* WORK INSTRUCTIONS
Please return, word for word, the line containing "Target: parsley leaf" and each line after it through the end of the data below, and nothing else.

=======

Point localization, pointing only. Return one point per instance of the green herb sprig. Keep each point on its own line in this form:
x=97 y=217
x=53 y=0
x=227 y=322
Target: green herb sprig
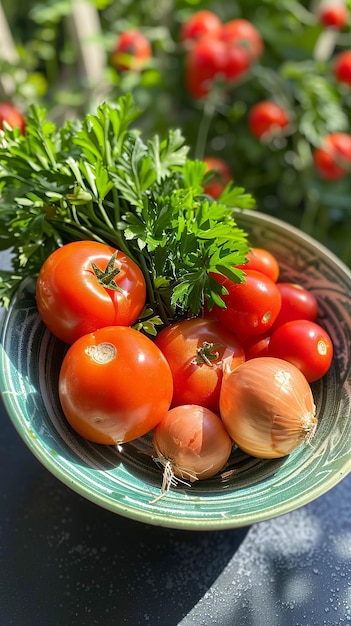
x=98 y=179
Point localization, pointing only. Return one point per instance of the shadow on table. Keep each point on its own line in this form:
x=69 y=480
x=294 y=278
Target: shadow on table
x=65 y=561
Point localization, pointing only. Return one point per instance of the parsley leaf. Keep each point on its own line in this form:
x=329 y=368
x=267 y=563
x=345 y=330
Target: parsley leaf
x=99 y=179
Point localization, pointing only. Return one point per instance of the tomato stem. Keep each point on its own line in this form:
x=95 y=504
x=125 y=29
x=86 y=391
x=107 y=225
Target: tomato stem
x=205 y=353
x=107 y=276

=======

* ANSWER TO THIS TASK
Target: parsley leaf
x=99 y=179
Point localization, pointing only. Return one point per instance of the tomato stem. Keep each point on its own line in this form:
x=95 y=504
x=125 y=29
x=86 y=391
x=107 y=225
Target: tomato stem
x=205 y=353
x=107 y=276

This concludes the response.